Exercise instructions = Count how many lines in the following data hold the word "below". Your answer is the number and nothing else.

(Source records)
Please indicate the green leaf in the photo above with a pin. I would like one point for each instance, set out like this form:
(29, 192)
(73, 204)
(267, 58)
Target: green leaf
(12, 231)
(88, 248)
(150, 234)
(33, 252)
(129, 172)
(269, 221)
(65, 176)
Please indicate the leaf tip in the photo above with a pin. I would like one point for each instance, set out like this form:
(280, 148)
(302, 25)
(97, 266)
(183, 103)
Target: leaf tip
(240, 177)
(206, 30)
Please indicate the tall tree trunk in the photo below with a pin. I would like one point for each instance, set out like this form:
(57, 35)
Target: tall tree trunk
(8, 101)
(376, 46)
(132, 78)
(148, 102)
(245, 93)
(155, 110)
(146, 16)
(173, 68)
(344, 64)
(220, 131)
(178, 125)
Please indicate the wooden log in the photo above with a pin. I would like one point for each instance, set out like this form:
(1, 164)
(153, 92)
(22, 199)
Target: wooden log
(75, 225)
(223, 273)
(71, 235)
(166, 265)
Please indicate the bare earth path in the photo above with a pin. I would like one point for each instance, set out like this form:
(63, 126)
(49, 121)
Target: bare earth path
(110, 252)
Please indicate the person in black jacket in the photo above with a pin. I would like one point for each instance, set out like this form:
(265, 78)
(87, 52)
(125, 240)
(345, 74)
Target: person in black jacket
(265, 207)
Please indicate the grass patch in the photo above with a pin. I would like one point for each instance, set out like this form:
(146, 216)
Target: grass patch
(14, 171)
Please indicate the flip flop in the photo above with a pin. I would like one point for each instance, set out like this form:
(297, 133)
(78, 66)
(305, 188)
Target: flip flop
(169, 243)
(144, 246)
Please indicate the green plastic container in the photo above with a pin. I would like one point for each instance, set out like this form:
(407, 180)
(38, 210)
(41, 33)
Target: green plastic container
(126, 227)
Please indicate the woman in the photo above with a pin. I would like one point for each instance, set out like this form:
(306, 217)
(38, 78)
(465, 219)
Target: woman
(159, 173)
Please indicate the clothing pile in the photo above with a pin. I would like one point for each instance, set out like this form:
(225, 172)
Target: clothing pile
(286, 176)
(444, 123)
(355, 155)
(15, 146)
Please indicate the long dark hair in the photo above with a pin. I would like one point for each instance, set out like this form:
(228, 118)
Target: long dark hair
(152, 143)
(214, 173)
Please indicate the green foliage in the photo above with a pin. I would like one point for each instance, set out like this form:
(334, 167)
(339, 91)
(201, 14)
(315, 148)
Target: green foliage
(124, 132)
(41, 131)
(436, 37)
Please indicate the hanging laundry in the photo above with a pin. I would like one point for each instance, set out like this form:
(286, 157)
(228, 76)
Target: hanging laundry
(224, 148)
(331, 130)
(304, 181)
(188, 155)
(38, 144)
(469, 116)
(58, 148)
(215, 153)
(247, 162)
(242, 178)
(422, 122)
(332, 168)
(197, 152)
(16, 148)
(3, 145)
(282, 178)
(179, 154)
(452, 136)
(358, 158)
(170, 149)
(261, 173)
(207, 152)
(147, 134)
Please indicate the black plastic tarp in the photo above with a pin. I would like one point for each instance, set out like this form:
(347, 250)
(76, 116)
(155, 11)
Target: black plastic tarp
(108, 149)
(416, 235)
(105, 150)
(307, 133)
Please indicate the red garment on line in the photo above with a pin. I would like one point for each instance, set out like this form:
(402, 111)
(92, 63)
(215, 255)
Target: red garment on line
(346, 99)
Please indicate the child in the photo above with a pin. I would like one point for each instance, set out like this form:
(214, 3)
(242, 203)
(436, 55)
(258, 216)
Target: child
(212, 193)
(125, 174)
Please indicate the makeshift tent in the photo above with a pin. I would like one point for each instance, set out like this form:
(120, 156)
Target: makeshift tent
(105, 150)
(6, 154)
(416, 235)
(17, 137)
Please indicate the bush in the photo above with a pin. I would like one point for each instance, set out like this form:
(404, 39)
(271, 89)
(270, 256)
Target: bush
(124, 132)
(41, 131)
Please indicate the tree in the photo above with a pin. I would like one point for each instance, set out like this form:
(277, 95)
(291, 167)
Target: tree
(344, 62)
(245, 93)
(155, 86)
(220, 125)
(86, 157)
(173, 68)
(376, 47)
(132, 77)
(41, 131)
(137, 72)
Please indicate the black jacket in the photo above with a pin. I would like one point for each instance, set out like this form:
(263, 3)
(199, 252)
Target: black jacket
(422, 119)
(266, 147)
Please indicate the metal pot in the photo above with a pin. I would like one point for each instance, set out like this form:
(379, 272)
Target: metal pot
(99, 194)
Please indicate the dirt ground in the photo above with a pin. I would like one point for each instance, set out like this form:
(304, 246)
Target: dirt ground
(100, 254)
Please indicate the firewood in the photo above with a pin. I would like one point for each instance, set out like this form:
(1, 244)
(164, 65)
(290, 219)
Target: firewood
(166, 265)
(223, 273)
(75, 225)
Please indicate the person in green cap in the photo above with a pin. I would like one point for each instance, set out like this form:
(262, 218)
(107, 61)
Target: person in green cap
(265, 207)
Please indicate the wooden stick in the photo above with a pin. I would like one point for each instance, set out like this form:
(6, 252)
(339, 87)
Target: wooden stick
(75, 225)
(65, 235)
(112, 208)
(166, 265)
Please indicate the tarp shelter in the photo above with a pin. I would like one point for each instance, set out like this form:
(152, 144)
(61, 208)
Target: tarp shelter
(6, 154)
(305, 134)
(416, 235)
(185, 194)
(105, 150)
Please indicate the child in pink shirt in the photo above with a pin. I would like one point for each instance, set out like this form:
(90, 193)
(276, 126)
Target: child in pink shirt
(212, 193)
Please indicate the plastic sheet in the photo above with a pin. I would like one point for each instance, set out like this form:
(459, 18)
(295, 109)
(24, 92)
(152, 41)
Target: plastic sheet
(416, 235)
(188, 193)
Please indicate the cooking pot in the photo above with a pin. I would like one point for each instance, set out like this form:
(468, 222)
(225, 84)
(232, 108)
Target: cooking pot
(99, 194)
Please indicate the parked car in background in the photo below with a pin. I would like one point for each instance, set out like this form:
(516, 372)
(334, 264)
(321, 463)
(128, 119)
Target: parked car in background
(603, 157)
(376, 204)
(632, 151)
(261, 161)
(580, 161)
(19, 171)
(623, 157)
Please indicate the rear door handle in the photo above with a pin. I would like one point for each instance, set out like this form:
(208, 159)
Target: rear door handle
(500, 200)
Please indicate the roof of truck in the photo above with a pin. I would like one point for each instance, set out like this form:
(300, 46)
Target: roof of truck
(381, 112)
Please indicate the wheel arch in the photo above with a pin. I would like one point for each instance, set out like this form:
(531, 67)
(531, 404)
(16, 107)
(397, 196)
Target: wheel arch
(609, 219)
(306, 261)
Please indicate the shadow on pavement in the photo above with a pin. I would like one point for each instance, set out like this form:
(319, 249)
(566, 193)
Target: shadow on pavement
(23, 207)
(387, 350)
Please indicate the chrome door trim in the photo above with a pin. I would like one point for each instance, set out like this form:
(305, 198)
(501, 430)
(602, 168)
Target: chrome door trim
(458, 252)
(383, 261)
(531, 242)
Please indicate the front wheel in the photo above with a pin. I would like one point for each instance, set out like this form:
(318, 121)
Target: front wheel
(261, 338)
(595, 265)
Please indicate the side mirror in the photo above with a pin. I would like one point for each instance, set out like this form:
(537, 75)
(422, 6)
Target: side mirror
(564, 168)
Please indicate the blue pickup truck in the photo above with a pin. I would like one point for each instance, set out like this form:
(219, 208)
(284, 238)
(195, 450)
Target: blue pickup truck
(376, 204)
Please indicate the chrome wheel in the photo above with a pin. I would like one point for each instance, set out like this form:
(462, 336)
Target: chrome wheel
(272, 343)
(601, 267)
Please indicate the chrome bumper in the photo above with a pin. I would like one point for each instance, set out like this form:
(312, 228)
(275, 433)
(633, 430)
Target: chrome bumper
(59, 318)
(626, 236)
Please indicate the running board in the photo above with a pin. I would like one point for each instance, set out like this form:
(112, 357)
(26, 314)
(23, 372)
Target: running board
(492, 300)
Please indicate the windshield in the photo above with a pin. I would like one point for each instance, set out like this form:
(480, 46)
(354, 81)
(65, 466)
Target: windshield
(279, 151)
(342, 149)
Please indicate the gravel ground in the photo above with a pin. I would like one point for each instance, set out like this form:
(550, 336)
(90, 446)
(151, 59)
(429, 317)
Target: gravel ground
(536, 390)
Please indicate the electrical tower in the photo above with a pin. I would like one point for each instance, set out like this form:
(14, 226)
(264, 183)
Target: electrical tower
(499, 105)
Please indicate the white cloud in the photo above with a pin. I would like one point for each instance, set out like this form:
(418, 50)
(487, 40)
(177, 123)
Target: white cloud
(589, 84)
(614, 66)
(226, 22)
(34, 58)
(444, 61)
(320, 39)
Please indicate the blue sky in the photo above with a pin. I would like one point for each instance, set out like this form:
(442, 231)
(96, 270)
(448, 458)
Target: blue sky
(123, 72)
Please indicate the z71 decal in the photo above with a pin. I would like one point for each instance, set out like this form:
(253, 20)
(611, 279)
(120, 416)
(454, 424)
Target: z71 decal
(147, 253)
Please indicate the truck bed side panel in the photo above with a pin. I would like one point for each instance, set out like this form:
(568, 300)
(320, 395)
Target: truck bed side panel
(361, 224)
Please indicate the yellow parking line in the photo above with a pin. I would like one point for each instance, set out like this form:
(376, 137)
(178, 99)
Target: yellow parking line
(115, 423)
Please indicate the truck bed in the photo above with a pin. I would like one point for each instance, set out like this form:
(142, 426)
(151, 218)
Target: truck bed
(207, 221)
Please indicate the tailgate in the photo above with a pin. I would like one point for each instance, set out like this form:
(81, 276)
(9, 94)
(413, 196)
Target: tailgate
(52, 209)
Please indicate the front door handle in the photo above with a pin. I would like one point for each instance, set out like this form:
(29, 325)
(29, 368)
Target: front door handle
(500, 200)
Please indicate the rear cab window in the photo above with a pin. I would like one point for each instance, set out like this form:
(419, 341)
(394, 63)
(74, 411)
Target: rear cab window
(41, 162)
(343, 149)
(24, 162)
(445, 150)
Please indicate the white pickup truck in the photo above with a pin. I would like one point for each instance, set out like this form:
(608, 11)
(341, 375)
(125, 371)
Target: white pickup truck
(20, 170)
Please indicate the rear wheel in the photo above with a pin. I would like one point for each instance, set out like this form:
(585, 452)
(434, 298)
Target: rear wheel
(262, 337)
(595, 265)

Answer section = 2